§ Available data:
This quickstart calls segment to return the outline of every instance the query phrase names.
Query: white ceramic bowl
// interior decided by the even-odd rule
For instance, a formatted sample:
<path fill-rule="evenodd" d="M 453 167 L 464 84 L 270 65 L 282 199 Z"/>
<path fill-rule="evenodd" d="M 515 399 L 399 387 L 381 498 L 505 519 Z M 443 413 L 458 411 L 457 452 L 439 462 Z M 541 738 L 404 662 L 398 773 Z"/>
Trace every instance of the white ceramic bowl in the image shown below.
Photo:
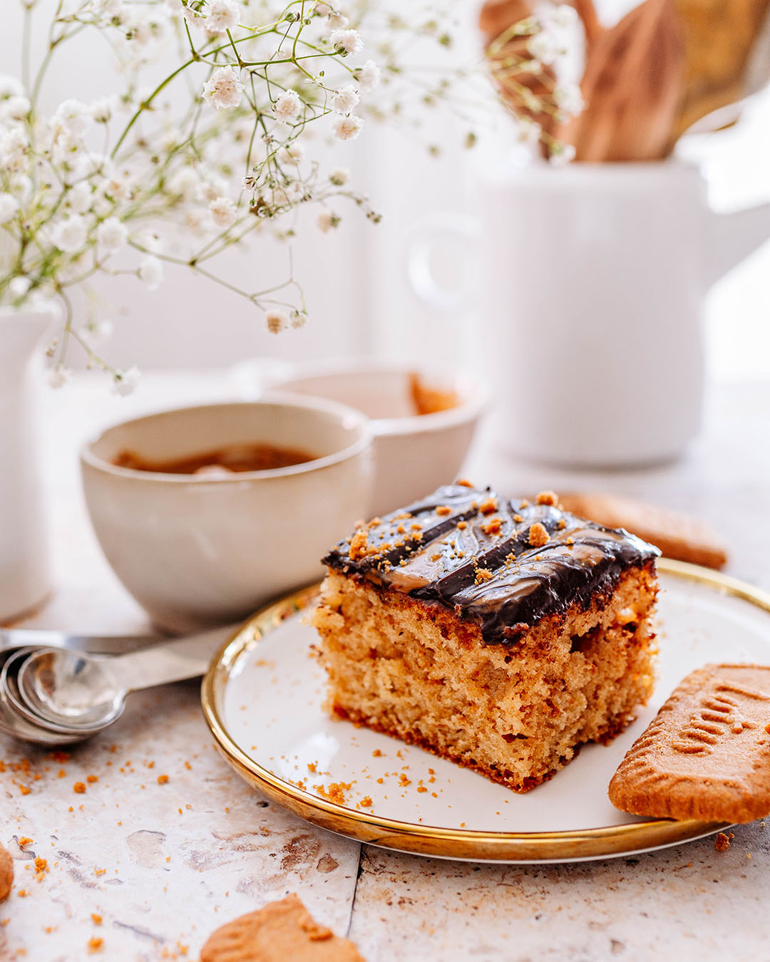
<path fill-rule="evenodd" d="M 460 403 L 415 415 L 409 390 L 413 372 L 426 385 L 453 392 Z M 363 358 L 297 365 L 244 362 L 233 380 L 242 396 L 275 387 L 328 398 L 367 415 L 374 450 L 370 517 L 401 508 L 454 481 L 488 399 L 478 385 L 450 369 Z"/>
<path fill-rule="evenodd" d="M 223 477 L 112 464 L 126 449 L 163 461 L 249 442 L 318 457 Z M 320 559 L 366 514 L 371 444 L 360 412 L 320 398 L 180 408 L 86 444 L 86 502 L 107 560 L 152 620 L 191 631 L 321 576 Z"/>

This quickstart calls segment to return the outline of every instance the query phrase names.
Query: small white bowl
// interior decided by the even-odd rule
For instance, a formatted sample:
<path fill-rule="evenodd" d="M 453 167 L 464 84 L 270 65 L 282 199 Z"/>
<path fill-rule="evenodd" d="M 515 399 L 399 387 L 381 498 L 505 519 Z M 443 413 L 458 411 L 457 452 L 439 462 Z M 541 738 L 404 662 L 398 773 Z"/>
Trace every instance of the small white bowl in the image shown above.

---

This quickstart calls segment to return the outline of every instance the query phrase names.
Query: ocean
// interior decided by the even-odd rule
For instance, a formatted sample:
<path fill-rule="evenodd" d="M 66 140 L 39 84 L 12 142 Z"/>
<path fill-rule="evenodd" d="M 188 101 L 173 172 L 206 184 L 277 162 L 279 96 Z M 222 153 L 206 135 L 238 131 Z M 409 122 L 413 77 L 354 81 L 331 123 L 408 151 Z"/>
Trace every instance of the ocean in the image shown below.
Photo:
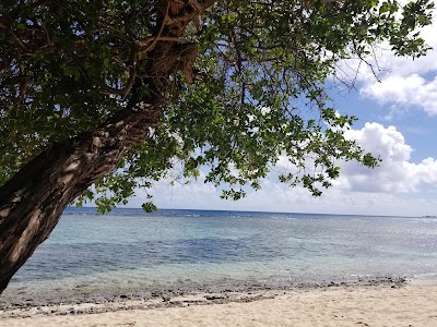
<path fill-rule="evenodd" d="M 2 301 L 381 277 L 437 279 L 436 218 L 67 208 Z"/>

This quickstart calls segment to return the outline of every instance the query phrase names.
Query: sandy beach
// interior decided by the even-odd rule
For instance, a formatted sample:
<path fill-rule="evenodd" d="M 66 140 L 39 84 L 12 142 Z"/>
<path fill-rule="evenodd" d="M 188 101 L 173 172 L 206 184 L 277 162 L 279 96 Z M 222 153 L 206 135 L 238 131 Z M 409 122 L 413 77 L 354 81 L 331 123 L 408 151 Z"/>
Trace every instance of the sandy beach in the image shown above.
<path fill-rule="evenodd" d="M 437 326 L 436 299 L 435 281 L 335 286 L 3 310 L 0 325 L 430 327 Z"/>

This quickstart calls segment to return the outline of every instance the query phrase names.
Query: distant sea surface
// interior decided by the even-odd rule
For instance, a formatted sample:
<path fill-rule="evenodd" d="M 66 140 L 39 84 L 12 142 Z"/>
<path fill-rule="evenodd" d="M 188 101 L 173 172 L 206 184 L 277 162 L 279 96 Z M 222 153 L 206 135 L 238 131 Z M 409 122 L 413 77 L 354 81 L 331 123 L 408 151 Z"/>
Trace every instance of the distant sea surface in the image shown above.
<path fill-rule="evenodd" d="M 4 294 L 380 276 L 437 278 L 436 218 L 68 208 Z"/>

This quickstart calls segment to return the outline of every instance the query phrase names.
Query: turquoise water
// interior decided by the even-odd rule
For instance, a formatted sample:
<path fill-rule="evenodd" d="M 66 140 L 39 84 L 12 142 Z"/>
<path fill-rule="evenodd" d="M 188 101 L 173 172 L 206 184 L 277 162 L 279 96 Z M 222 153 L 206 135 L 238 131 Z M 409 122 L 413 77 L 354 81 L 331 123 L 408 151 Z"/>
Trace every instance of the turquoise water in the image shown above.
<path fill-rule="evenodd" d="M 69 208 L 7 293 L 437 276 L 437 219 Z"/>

--

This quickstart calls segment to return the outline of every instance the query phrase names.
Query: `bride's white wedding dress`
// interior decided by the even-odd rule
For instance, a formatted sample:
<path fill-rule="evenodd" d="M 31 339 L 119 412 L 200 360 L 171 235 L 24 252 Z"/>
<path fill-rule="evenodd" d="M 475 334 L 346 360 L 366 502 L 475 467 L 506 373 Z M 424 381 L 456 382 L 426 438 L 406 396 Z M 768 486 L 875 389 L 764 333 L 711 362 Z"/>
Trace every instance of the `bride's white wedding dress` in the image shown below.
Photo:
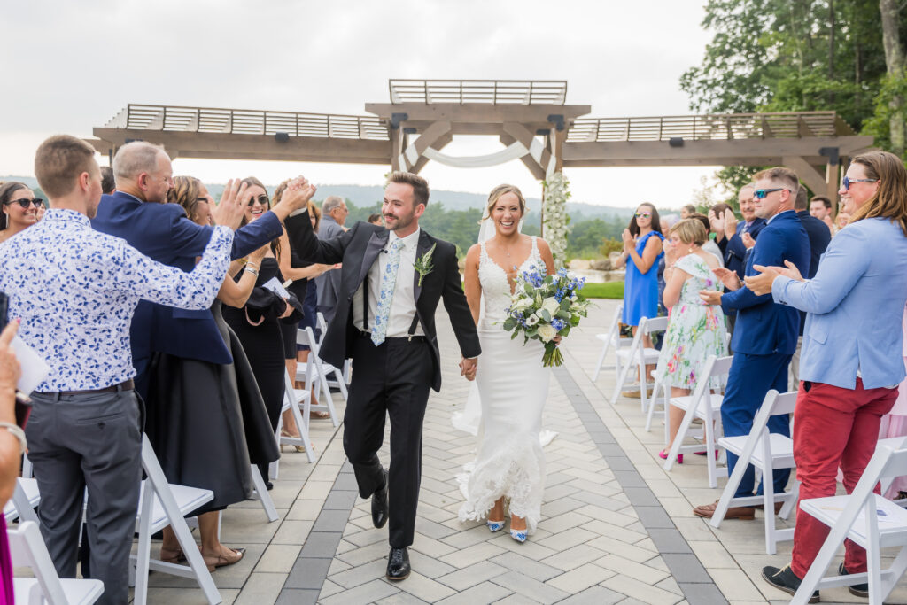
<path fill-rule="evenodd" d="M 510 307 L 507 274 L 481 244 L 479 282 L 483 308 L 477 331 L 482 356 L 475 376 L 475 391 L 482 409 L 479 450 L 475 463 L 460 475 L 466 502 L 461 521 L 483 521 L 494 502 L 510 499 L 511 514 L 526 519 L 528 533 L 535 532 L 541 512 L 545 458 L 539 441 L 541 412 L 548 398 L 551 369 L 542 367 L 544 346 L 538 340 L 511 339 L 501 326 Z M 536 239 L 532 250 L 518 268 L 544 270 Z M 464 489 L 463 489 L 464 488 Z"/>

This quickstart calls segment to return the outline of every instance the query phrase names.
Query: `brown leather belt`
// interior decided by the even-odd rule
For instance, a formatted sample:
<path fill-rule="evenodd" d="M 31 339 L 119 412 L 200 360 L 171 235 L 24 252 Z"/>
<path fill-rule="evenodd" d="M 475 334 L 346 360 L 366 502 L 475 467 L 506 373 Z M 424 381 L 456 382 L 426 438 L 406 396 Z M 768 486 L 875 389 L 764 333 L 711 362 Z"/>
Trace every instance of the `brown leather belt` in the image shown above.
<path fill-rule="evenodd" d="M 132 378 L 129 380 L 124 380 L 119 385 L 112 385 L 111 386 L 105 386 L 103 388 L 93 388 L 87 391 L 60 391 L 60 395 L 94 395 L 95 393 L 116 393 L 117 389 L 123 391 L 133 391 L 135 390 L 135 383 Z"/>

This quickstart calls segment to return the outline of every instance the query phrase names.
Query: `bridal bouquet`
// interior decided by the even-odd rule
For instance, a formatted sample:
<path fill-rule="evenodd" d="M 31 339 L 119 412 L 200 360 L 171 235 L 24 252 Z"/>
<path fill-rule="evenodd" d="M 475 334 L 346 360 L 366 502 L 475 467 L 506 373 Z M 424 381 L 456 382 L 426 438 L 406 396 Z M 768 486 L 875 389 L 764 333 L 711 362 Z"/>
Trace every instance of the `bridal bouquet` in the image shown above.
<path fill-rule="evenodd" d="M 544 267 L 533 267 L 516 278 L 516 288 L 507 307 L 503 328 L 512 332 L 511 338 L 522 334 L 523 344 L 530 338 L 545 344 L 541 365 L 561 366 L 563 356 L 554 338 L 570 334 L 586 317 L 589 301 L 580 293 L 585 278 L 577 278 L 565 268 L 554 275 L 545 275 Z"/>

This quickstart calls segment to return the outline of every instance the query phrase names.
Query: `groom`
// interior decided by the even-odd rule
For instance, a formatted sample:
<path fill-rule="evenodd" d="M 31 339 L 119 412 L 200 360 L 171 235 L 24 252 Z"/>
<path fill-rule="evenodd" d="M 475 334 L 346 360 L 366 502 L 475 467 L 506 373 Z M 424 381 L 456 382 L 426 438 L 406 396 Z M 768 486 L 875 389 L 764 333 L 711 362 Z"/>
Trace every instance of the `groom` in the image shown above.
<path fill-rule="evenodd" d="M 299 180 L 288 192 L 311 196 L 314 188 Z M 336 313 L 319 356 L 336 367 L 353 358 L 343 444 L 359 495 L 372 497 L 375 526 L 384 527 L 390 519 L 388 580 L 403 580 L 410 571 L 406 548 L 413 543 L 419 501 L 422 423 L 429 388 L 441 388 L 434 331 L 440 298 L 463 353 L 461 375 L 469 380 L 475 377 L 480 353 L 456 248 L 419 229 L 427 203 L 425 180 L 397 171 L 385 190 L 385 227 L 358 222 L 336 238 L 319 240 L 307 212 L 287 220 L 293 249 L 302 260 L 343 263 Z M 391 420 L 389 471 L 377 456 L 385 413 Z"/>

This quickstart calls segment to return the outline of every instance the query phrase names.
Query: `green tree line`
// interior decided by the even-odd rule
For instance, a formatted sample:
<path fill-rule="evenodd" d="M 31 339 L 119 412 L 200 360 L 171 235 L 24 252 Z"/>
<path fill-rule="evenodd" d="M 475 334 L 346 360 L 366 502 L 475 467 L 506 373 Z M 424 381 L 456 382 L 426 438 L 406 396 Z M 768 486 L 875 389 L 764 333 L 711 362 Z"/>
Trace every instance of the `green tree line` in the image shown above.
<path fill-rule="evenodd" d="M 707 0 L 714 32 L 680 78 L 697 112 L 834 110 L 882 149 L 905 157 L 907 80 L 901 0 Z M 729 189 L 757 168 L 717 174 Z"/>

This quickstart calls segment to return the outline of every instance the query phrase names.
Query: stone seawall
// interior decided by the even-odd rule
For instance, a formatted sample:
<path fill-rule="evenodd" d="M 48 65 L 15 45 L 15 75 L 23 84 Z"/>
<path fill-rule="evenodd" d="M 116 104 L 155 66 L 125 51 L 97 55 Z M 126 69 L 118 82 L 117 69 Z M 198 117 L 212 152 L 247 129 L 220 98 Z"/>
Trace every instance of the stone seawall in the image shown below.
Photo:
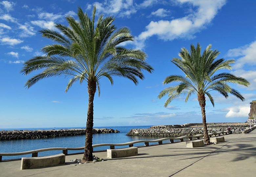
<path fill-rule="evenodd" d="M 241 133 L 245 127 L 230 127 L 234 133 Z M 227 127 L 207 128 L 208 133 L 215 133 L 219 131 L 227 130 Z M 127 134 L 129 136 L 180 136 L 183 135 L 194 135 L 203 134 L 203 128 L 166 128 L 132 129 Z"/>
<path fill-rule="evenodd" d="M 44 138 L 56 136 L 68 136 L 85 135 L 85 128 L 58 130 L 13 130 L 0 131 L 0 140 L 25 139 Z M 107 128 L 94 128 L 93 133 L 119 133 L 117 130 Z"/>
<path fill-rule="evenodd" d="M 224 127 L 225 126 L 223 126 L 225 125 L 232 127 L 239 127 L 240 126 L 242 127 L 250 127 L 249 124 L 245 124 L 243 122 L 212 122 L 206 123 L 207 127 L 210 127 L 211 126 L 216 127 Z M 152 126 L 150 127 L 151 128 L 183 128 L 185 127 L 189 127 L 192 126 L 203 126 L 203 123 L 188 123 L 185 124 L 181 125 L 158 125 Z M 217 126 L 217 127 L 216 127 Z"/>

§ Your instructions:
Gather each line from the data above that contains the word "stone".

§ Result for this task:
Query: stone seawall
Trace every instance of the stone seawall in the image shown below.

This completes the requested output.